#### SOURCE EXTRACT:
________________________
Est. 1903 · Founded as Agnes Chamberlin's 1903 boarding house in early Cody · Ernest Hemingway stayed here in 1932 while completing Death in the Afternoon · Restored historic boutique inn incorporating the old Cody circuit courthouse
Agnes (Aggie) Chamberlin arrived in Cody around 1900 from Kansas and went to work at the Cody Enterprise, the newspaper founded by Buffalo Bill Cody. In 1903 she opened a boarding house on a lot across from the newspaper office. Over roughly the next fourteen years, several structures were combined and expanded into a hotel, eventually incorporating the original Cody circuit judge's courthouse, one of the oldest buildings in town. Agnes also organized the early Cody Club, which held meetings in the inn's dining room.
Her husband, Mark Chamberlin, built a small brick office on the property and practiced dentistry from the street-facing rooms. According to the inn's own published history and the Cody Enterprise, he had no record of a dental license, and Agnes herself later said his diploma was forged. He died in 1922.
The inn's best-known guest was Ernest Hemingway, who stayed for several days in 1932 after finishing the manuscript for Death in the Afternoon. He mailed the manuscript and several short stories to his publishers from Cody and fished the Clarks Fork River; his guest-register signature is displayed in Room 18.
Agnes operated the property until selling it in 1939, after which it was renamed the Pawnee Hotel. It changed hands again over the decades, including a long ownership beginning in 1974. Ev and Susan Diehl acquired the building in 2005 and restored it, reverting the name to the Chamberlin Inn. New owners again restored and updated the property around 2019, and it operates today as a luxury boutique inn with individually decorated rooms.
________________________
#### MATERIAL PROVIDED:
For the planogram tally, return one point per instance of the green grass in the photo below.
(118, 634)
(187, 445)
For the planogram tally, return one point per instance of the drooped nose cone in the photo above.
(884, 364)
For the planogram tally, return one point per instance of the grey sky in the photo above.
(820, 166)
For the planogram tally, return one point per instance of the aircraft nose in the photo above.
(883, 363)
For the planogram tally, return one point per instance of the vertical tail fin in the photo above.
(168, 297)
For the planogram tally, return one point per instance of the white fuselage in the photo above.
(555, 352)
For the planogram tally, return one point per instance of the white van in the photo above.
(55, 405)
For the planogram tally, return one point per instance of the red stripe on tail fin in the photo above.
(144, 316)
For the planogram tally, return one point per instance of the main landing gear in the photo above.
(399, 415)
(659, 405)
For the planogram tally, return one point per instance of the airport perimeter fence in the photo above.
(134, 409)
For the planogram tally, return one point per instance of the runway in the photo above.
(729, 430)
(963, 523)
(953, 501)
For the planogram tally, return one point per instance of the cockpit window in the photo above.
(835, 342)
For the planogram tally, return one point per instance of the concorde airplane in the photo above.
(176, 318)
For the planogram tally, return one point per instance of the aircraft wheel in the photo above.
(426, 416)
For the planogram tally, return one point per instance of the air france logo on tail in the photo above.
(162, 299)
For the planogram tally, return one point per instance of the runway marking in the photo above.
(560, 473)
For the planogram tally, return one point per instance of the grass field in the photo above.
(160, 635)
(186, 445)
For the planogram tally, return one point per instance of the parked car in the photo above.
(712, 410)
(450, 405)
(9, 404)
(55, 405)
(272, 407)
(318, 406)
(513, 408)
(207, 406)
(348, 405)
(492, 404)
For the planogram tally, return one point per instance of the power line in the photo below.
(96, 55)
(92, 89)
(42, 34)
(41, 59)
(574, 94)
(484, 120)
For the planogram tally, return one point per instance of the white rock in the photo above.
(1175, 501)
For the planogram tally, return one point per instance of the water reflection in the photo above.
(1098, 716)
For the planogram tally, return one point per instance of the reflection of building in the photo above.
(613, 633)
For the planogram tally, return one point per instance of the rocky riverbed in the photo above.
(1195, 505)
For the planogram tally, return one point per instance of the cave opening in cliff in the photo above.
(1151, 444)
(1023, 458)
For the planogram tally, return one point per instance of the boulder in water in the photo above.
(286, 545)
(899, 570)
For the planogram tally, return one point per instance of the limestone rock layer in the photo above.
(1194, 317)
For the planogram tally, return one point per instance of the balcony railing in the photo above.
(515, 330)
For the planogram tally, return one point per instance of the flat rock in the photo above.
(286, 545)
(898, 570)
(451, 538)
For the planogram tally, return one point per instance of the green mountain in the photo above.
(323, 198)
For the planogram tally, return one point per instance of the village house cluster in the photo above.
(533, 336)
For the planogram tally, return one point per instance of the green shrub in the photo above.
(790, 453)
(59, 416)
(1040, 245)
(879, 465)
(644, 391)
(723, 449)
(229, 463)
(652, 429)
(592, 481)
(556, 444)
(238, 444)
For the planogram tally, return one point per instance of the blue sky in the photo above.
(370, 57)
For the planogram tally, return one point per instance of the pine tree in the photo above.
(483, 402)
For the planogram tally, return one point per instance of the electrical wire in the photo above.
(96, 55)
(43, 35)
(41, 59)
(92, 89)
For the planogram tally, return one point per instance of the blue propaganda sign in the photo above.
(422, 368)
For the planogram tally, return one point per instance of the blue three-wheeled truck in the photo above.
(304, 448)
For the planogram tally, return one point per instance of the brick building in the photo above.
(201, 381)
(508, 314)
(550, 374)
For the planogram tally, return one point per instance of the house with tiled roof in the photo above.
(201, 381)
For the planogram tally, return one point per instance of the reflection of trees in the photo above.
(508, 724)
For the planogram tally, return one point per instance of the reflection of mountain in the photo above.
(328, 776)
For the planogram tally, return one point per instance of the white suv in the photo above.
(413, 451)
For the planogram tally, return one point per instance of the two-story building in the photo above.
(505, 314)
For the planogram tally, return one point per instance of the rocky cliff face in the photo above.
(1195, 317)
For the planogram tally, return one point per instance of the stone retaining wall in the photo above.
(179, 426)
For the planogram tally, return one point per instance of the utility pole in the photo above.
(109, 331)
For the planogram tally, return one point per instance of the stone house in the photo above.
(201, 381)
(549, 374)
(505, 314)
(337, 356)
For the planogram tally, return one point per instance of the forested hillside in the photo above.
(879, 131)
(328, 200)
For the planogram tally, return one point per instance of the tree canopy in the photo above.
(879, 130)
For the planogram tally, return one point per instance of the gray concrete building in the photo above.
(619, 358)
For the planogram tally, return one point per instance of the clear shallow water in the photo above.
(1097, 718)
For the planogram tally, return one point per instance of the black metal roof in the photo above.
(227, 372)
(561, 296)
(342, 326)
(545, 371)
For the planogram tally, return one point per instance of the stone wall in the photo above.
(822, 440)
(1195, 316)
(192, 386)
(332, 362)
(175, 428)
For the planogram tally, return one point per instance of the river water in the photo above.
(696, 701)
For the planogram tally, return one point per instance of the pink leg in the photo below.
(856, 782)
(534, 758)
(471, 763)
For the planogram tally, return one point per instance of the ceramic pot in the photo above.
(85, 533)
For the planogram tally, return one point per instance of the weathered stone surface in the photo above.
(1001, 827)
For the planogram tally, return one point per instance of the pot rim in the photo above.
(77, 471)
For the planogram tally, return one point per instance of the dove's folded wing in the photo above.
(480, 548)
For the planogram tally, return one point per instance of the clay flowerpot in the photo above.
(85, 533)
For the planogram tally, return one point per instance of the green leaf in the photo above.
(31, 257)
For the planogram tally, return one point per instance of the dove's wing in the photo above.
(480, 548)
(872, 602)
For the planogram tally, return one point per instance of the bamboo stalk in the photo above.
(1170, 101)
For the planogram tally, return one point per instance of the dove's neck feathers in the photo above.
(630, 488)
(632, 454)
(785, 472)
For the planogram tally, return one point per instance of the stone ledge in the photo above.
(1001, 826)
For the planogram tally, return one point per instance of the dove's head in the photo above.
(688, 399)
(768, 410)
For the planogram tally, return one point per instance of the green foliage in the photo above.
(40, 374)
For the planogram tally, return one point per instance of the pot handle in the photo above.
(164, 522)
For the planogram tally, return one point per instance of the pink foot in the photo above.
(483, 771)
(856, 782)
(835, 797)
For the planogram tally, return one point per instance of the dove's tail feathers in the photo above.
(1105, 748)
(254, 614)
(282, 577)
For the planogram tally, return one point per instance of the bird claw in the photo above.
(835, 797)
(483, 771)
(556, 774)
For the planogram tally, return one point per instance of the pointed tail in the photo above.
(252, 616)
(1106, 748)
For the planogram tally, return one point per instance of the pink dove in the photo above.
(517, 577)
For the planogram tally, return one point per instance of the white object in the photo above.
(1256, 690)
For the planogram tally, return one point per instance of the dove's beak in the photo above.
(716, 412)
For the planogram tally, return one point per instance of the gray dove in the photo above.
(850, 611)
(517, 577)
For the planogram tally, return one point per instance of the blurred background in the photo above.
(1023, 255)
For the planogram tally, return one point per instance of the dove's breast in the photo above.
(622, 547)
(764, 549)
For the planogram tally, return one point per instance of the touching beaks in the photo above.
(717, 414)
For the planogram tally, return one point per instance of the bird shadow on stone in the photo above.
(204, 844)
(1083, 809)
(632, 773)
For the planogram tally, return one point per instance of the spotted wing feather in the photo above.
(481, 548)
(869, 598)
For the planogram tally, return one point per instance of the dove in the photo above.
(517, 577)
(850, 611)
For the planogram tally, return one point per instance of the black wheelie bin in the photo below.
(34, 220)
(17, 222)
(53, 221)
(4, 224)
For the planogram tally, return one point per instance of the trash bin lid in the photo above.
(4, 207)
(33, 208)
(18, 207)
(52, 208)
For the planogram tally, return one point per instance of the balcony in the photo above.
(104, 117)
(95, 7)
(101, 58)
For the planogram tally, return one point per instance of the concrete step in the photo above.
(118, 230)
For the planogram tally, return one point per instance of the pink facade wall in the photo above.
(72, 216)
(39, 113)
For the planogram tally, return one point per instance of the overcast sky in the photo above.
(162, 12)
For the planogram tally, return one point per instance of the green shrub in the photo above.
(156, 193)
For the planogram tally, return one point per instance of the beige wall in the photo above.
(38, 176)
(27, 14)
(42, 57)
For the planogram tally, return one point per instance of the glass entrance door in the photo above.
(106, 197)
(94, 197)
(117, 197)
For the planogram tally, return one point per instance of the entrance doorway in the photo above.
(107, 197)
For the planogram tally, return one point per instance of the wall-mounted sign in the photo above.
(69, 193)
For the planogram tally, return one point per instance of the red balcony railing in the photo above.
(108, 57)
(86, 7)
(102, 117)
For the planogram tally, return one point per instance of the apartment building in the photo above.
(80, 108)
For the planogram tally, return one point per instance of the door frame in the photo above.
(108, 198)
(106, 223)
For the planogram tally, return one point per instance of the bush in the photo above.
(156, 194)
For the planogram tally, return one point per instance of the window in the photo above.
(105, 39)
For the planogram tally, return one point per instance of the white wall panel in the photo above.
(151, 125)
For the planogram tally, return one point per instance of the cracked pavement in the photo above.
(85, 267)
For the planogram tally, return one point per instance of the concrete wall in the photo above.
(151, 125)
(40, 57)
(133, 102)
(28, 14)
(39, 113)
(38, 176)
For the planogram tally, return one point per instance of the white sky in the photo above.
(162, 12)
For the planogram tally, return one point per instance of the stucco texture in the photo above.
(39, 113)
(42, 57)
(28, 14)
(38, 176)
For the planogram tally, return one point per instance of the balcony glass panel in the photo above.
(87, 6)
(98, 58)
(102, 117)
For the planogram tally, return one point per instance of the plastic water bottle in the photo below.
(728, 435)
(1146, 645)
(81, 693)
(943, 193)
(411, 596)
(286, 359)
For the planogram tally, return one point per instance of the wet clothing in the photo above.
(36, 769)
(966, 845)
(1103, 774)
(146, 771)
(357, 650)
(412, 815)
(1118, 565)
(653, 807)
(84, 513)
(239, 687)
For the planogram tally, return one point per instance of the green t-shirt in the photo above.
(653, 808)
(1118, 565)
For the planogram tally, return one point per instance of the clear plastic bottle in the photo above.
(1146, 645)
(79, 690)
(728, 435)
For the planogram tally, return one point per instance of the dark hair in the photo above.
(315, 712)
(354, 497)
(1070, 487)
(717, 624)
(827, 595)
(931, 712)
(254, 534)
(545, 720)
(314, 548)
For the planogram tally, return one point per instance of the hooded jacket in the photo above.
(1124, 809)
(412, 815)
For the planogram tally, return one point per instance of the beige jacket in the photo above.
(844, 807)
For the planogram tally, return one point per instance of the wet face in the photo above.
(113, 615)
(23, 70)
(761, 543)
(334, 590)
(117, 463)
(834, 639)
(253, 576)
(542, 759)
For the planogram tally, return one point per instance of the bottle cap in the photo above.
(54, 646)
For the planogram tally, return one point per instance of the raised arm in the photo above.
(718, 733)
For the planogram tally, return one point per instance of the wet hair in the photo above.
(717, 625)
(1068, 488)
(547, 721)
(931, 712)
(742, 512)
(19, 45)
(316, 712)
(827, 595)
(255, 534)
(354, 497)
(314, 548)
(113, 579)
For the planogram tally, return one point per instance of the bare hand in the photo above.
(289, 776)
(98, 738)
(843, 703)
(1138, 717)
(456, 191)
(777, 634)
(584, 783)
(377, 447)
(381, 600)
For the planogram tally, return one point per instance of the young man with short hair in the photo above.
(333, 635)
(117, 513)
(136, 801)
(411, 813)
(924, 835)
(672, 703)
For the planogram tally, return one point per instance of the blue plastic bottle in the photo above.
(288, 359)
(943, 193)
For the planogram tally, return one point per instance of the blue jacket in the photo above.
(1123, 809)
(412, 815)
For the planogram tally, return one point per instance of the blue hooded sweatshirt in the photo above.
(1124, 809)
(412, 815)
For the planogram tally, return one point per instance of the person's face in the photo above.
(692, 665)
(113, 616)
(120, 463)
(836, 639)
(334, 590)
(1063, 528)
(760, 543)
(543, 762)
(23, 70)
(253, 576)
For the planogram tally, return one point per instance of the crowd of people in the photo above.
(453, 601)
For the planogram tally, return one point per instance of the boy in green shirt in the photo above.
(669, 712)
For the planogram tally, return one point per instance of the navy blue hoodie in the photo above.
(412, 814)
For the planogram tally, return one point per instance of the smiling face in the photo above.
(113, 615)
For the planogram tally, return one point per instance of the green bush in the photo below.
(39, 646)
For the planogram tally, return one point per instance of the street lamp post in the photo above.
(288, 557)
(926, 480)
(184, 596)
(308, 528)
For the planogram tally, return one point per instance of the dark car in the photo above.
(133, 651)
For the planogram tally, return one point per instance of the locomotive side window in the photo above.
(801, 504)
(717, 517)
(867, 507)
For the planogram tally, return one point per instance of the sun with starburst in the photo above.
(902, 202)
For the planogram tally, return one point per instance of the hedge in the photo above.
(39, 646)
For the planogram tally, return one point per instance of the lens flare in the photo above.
________________________
#### THE TASK:
In the Chamberlin Inn history, what name did the hotel take after Agnes sold it in 1939?

#### ANSWER TO THE PROBLEM:
The Pawnee Hotel.